- _What you should do_: Could you retype each of the items below word for word, with no changes?

- _Listed entries_:
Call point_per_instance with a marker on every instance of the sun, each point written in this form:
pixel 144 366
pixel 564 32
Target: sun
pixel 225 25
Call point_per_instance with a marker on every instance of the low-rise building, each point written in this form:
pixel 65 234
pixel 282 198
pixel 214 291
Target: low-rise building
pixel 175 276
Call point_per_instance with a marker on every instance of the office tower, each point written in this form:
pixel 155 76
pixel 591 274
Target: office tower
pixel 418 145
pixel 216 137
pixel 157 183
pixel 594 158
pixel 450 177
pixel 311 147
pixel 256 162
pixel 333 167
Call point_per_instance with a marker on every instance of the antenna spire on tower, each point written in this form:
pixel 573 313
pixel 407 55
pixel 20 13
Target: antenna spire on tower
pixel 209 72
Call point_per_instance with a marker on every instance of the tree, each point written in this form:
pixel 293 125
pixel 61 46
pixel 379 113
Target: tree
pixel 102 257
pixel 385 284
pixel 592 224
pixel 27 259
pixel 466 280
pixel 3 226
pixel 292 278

- _Output below_:
Call point_per_instance with a marker on every instance of the sun, each point written in this form:
pixel 144 366
pixel 564 32
Target: sun
pixel 225 25
Call point_per_instance with a marker on every instance of the low-rise building, each point written in this form:
pixel 65 234
pixel 282 198
pixel 214 291
Target: low-rise building
pixel 175 276
Call point_per_instance with a marker on every instance of the office tower, each point written in this form:
pixel 155 76
pixel 591 274
Target: office tower
pixel 418 145
pixel 216 137
pixel 157 183
pixel 594 158
pixel 450 177
pixel 311 147
pixel 256 162
pixel 333 167
Call point_per_instance with a marker on every instance of the antenna spire on tower, each point written in this form:
pixel 573 313
pixel 407 55
pixel 20 13
Target: antenna spire on tower
pixel 209 72
Call point_per_instance with a marker on every instance of the tree, each point written in this form:
pixel 293 125
pixel 61 46
pixel 379 113
Target: tree
pixel 102 257
pixel 385 284
pixel 592 224
pixel 27 259
pixel 466 280
pixel 3 226
pixel 292 278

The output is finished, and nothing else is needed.